Problem to solve. Reproduce verbatim the stretch of the company covenants text below from "4.4. Earnings Statement." through "Company, Rule 158).".

═════ Provided text

4.4. Earnings Statement. To make generally available to its securityholders as soon as practicable, but in any event not later than eighteen (18) months after the effective date of the Registration Statement (as defined in Rule 158(c) under the Securities Act), an earnings statement of the Company (which need not be audited) complying with Section 11(a) of the Securities Act and the rules and regulations thereunder (including, at the option of the Company, Rule 158).

 

4.5. Use of Proceeds. The Company shall apply the net proceeds from the sale of the Shares sold by it in the manner described under the caption “Use of Proceeds” in the Prospectus.

 

4.6. Transfer Agent. The Company shall engage and maintain, at its expense, a registrar and transfer agent for the Common Stock.

 

4.7. Periodic Reporting Obligations. During the Prospectus Delivery Period, the Company shall file, on a timely basis, with the Commission and the Nasdaq National Market all reports and documents required to be filed under the Exchange Act in the manner and within the time periods required by the Exchange Act.

══════════
═════ Source data

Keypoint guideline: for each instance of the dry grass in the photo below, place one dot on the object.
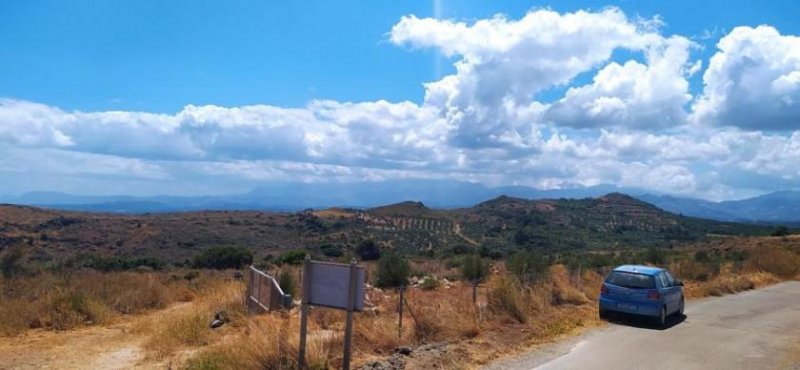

══════════

Right answer.
4.4. Earnings Statement. To make generally available to its securityholders as soon as practicable, but in any event not later than eighteen (18) months after the effective date of the Registration Statement (as defined in Rule 158(c) under the Securities Act), an earnings statement of the Company (which need not be audited) complying with Section 11(a) of the Securities Act and the rules and regulations thereunder (including, at the option of the Company, Rule 158).